### Notebook to download, process and upload json files from s3 bucket to Redshift

<a id='Pre'></a>
### Pre-requisites to run notebook   
1. [s3 Credentials](#s3Credentials)

2. [Enter the name of a new s3 bucket where the processed files would be stored temporarily before being copied to Redshift DB](#Ns3Creds)

3. [Redshift Credentials](#RCredentials)



### Steps implemented in the notebook:

1. [Downloads batches of 20 files from s3 bucket (batch size can be changed to optimize the process)](#P1)  
2. [Processes the files:](#P1)   
    a)Converts to dataframe    
    b)Changes date format to a more readable format  
    c)Drops repetitive columns  
    d)Changes column names to ensure adherence to Redshift's column naming convention    
3. [Uploads the dataframe to the new s3 bucket in csv format](#P3)  
4. [Appends the processed s3 file to Redshift table](#P4)  
5. [Deletes the processed file from s3 to free up storage space](#P5)  

In [1]:
import pandas as pd
import numpy as np
import boto3
import os
import glob
import json
from pandas.io.json import json_normalize
import datetime
import psycopg2
import re
import sys
import copy

In [2]:
#Don't include this in t
from IPython.core.display import display, HTML
display(HTML("<style>.container { width:90% !important; }</style>"))

In [3]:
# Function to convert unix time to readable date 

def date_clean(df):
    
    dates = [ 'EventCreatedOn','ImpressionCreatedOn','CreatedOn']
    
    for date in dates:
        if date == 'CreatedOn':
            df[date] = df[date].str.extract('(\d+)')
            df[date] = df[date].astype(int)
        df[date] = df[date]/1000
        df[date] = pd.to_datetime(df[date],unit='s')
    
    return df    

In [4]:
# Function to change column names to ensure adherence to Redshift's column naming convention

def column_renaming(df):
    
    column_list = df.columns.tolist()
    
    for col in column_list:
        
        col_old = copy.copy(col)
        
        # Replacing '.' and ':' with '_' as these characters are not allowed
        col = (col.replace('.', '_'))
        col = (col.replace(':', '_'))
        
        # As Redshift columns are case insensitive, column names with upper case letter to indicate start of a new word will not work
        # Adding an '_' before upper case letters to aid comprehension after making the names lower case
        col= '_'.join(re.sub( r"([A-Z])", r" \1", col).split())
        col = col.lower()
        
        # Replacing '__' with '_'
        col = (col.replace('__', '_'))
★ ★ ★ ★ ★ ★ ★
▶ WHAT THIS EXERCISE ASKS:
[A] Repeat the part of the notebook between "2. [Enter the" and "[Processes the files:](#P1)", inclusive, word for word.
[B] In the notebook's column renaming function, which characters are replaced with an underscore because they are not allowed?
The entries come from a separate source, not from the notebook.
★ ★ ★ ★ ★ ★ ★
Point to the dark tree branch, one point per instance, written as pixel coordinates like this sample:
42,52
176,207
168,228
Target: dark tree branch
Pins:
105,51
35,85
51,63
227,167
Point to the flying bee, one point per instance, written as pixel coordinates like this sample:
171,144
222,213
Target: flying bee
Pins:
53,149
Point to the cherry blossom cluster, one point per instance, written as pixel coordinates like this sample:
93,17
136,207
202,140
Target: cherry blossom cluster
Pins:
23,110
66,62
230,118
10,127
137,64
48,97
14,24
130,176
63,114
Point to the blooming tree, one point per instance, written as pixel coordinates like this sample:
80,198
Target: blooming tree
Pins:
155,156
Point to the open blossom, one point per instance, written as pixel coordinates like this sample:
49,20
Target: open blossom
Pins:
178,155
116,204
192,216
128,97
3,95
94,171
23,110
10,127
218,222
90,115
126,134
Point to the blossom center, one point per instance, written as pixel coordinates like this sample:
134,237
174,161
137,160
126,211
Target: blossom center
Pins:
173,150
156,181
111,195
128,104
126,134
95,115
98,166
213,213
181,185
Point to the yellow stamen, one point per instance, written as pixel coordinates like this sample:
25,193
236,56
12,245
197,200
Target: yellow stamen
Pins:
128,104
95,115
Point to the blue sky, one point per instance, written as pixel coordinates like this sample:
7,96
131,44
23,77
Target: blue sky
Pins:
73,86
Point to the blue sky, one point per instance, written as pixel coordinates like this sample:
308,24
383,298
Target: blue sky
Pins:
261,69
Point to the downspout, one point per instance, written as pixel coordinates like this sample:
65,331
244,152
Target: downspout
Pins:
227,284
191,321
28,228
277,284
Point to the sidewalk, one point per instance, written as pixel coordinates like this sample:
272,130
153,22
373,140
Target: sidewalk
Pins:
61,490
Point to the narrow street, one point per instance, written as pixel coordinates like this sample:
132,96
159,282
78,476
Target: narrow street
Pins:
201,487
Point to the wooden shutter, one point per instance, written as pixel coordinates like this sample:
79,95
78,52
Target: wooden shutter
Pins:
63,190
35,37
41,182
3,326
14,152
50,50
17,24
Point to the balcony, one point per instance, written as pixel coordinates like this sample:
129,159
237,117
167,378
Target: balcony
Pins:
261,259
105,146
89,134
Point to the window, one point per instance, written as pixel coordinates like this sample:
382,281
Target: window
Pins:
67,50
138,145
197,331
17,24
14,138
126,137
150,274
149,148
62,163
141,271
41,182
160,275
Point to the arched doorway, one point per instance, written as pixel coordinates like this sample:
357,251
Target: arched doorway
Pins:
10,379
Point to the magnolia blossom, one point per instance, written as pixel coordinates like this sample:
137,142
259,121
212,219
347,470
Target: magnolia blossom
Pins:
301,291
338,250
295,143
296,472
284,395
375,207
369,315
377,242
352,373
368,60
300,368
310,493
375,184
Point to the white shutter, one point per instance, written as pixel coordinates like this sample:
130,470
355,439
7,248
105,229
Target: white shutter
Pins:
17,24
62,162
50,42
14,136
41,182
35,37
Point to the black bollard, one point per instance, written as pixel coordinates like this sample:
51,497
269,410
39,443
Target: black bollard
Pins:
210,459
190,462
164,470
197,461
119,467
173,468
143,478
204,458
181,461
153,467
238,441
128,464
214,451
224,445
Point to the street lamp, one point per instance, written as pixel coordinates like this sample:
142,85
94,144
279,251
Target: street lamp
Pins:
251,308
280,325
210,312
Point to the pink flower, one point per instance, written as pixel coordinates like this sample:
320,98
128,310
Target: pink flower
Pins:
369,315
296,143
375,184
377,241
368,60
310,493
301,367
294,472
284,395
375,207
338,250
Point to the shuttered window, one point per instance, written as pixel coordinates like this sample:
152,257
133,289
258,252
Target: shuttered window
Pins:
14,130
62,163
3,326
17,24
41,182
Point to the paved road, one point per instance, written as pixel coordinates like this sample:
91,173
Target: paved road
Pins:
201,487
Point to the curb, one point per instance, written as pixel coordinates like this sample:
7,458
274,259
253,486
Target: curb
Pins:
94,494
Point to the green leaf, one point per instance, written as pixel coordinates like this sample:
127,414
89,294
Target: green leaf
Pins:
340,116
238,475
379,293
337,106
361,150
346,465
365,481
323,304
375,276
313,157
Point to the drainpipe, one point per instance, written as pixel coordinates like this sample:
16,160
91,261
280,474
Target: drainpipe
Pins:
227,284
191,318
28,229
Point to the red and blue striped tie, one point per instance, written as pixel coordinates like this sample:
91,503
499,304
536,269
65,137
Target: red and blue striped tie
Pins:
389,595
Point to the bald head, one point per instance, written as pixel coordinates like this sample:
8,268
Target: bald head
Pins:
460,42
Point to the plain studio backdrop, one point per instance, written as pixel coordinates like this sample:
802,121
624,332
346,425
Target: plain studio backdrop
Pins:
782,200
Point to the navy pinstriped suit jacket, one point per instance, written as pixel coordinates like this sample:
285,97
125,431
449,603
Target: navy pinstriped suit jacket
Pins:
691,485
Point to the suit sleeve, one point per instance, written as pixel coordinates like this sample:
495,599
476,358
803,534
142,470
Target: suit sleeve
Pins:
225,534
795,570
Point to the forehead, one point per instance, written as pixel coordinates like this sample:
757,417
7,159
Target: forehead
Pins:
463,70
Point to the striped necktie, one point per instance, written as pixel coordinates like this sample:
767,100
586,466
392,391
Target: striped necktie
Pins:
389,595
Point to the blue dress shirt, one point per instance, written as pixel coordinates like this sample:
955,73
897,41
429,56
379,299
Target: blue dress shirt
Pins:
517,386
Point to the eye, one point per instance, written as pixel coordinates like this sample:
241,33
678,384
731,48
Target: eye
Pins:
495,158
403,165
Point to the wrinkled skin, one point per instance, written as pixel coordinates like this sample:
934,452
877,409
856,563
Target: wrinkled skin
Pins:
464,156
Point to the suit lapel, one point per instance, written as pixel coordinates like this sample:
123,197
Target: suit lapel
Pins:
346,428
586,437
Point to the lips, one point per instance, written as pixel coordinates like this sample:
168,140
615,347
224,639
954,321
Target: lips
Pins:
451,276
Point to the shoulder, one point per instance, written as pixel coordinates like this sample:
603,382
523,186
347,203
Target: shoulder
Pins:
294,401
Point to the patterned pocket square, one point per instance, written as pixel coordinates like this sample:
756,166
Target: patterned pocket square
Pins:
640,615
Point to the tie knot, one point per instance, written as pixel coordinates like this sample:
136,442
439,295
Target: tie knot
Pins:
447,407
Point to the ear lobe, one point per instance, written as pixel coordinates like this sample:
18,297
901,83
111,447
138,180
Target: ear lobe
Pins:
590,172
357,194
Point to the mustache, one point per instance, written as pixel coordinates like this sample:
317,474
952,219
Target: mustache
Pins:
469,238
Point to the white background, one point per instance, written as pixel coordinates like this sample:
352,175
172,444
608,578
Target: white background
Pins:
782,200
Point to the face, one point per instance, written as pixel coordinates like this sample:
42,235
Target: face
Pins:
★ ★ ★ ★ ★ ★ ★
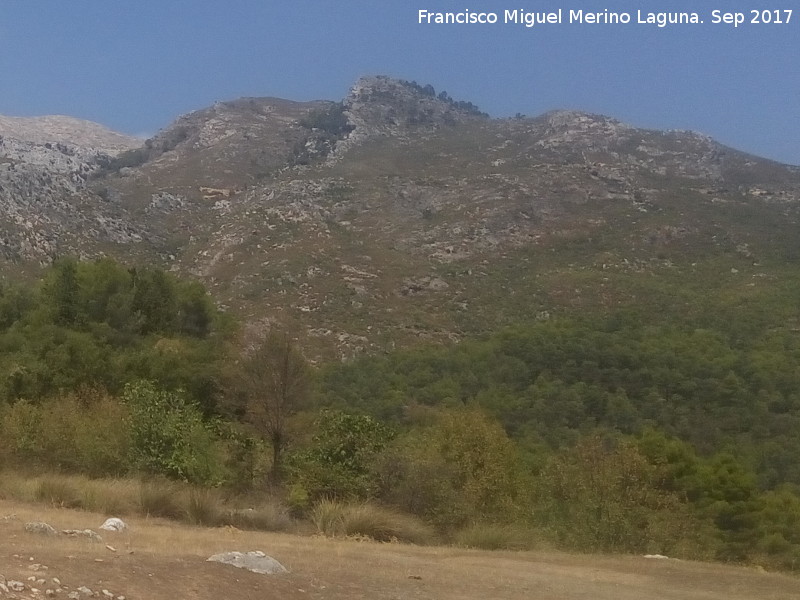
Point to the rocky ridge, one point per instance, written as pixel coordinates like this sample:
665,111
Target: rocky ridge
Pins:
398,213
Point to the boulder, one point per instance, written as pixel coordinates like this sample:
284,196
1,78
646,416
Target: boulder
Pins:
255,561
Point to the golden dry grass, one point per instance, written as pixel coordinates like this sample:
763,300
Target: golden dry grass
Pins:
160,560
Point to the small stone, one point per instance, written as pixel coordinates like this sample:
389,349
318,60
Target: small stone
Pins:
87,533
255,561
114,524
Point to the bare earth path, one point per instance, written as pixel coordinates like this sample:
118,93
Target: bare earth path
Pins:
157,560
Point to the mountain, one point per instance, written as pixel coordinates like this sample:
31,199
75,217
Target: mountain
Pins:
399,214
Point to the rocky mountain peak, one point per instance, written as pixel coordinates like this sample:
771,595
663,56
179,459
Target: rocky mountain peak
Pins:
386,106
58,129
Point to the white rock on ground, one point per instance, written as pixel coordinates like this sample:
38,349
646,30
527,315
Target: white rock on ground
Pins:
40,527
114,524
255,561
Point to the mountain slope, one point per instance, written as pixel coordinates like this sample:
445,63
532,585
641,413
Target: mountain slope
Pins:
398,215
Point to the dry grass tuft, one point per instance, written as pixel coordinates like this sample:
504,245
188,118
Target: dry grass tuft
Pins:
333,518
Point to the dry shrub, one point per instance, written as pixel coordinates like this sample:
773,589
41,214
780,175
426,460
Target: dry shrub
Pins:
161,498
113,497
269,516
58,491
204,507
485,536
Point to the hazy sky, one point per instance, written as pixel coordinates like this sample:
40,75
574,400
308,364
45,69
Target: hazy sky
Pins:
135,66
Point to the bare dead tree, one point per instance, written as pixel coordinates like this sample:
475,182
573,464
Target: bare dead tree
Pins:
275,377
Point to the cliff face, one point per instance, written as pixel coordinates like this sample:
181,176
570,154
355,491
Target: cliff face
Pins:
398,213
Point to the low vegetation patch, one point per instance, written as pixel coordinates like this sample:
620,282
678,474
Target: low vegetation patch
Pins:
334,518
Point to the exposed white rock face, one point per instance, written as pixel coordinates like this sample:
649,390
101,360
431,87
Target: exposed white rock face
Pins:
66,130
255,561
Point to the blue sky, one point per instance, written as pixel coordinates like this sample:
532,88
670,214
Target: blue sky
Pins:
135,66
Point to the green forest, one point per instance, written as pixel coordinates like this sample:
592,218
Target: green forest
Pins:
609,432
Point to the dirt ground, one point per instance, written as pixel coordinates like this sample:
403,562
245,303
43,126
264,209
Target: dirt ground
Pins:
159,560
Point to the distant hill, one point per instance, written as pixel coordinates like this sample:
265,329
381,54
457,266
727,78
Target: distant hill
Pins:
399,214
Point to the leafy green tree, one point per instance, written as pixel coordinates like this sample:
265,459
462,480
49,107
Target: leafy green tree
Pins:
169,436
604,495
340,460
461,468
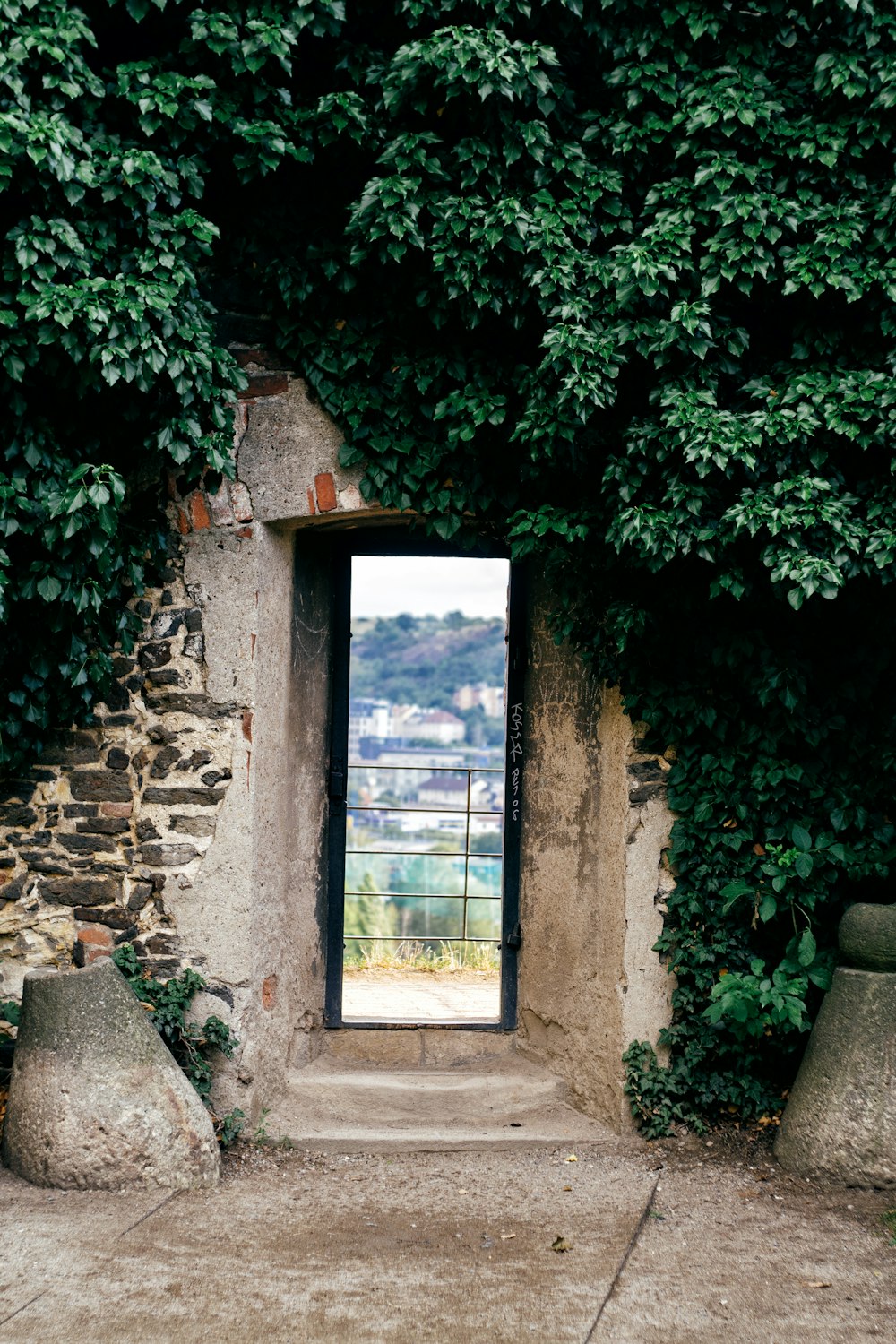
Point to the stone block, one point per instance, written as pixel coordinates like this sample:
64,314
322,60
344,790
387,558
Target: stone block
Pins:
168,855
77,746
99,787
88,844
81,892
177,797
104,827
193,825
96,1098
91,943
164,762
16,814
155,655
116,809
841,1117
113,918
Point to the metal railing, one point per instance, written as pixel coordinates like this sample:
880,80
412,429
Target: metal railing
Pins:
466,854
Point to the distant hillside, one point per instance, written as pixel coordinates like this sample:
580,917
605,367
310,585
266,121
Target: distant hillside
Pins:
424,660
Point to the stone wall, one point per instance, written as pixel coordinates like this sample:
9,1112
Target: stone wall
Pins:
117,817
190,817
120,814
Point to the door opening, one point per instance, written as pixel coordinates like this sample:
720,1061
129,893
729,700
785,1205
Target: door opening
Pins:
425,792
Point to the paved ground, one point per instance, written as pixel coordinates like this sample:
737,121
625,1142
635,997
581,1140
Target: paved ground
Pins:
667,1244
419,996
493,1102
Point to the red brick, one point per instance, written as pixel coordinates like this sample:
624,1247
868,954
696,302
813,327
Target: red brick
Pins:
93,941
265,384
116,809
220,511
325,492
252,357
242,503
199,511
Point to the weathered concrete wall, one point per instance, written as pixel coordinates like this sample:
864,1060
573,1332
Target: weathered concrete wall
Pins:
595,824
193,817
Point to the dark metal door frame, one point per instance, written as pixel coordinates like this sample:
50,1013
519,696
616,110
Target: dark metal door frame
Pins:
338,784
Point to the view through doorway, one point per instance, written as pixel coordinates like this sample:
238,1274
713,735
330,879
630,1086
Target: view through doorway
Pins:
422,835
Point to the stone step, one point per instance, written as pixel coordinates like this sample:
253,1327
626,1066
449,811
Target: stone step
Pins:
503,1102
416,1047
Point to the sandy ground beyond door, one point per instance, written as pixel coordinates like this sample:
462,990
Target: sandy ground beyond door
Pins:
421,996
★ ★ ★ ★ ★ ★ ★
▶ SOLVED PROBLEMS:
[A]
2. [Enter the name of a new s3 bucket where the processed files would be stored temporarily before being copied to Redshift DB](#Ns3Creds)

3. [Redshift Credentials](#RCredentials)



### Steps implemented in the notebook:

1. [Downloads batches of 20 files from s3 bucket (batch size can be changed to optimize the process)](#P1)  
2. [Processes the files:](#P1)

[B] Periods ('.') and colons (':').